• DOCUMENT
------------
TikTok uses a lot more anticipatory words like “tomorrow,” “prizes,” “nomination,” “winner.” TikTok’s Twitter account actually has a lot of sweepstakes.

Both accounts, of course, reference their own company names frequently.

We will use the number of times these forty words appear as predictors in our model.

We now join the NRC Word-Emotion Association Lexicon to our data, which will allow us to identify words associated with eight basic emotions (anger, fear, anticipation, trust, surprise, sadness, joy, and disgust) and two sentiments (negative and positive).

fb_sentiment <-
  inner_join(fb_words, nrc, by = "word")

tiktok_sentiment <-
  inner_join(tiktok_words, nrc, by = "word")

fb_sentiment %>% head()
## # A tibble: 6 x 5
##   status_id            source          created_at          word      sentiment  
##   <chr>                <chr>           <dttm>              <chr>     <chr>      
## 1 x1382020080343470082 Twitter Web App 2021-04-13 17:17:18 kindness  positive   
## 2 x1381733382632001536 Khoros CX       2021-04-12 22:18:04 happy     anticipati~
## 3 x1381733382632001536 Khoros CX       2021-04-12 22:18:04 happy     joy        
## 4 x1381733382632001536 Khoros CX       2021-04-12 22:18:04 happy     positive   
## 5 x1381733382632001536 Khoros CX       2021-04-12 22:18:04 happy     trust      
## 6 x1381733382632001536 Khoros CX       2021-04-12 22:18:04 wonderful joy

Here, we compare Facebook’s and TikTok’s sentiments.

fb_sentiment_analysis <- 
  fb_sentiment %>% 
  count(word, sentiment) %>% 
  group_by(sentiment)

fb_sentiment_analysis %>%  
  top_n(15) %>% 
  ggplot(aes(x = sentiment, y = n )) +
  geom_bar(stat = "identity") +
  coord_flip() +
  ylab("Frequency") +
  xlab("Sentiment") +
  labs(title="Facebook Sentiment")

image

tiktok_sentiment_analysis <- 
  tiktok_sentiment %>% 
  count(word, sentiment) %>% 
  group_by(sentiment)

tiktok_sentiment_analysis %>%  
  top_n(15) %>% 
  ggplot(aes(x = sentiment, y = n )) +
  geom_bar(stat = "identity") +
  coord_flip() +
  ylab("Frequency") +
  xlab("Sentiment") +
  labs(title="TikTok Sentiment")

image

It looks like Facebook’s tweets use more trust words while TikTok uses more words that reflect anticipation. We now show specifically which words are conveying each of these observed sentiments.
------------
• GIVEN INFORMATION

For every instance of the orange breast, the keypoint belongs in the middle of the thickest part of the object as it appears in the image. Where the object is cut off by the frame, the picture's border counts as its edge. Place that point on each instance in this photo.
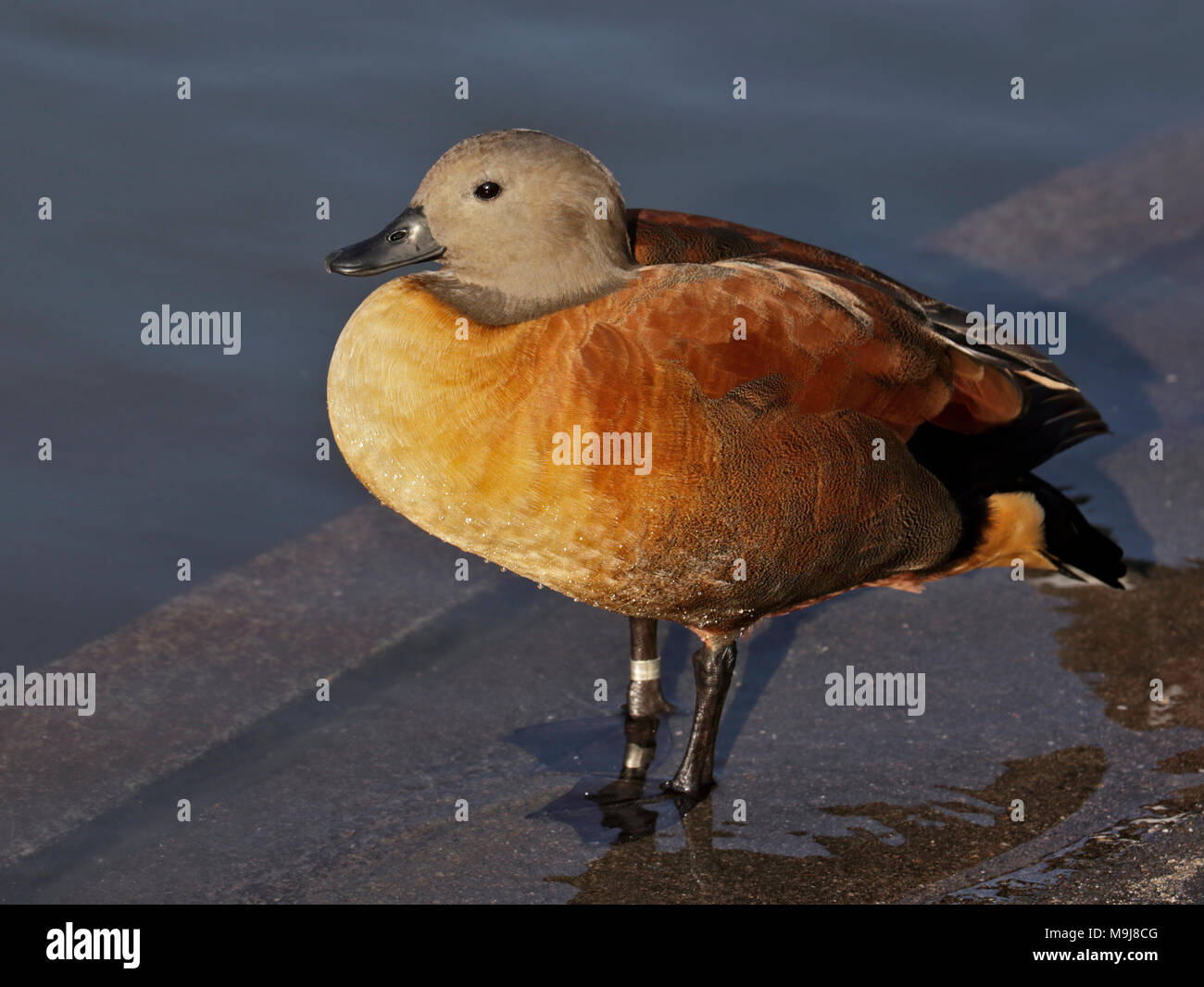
------------
• DIRECTIVE A
In the sentiment analysis excerpt, reproduce the passage between "## # A tibble: 6" and "and TikTok’s sentiments.", inclusive.
• DIRECTIVE B
Translate this sentence from the sentiment analysis excerpt into French: "We will use the number of times these forty words appear as predictors in our model."
• DIRECTIVE C
According to the sentiment analysis excerpt, which lexicon is joined to the data to identify words associated with basic emotions and sentiments?

• RESPONSE A
## # A tibble: 6 x 5
##   status_id            source          created_at          word      sentiment  
##   <chr>                <chr>           <dttm>              <chr>     <chr>      
## 1 x1382020080343470082 Twitter Web App 2021-04-13 17:17:18 kindness  positive   
## 2 x1381733382632001536 Khoros CX       2021-04-12 22:18:04 happy     anticipati~
## 3 x1381733382632001536 Khoros CX       2021-04-12 22:18:04 happy     joy        
## 4 x1381733382632001536 Khoros CX       2021-04-12 22:18:04 happy     positive   
## 5 x1381733382632001536 Khoros CX       2021-04-12 22:18:04 happy     trust      
## 6 x1381733382632001536 Khoros CX       2021-04-12 22:18:04 wonderful joy

Here, we compare Facebook’s and TikTok’s sentiments.

• RESPONSE B
Nous utiliserons le nombre de fois où ces quarante mots apparaissent comme prédicteurs dans notre modèle.

• RESPONSE C
The NRC Word-Emotion Association Lexicon.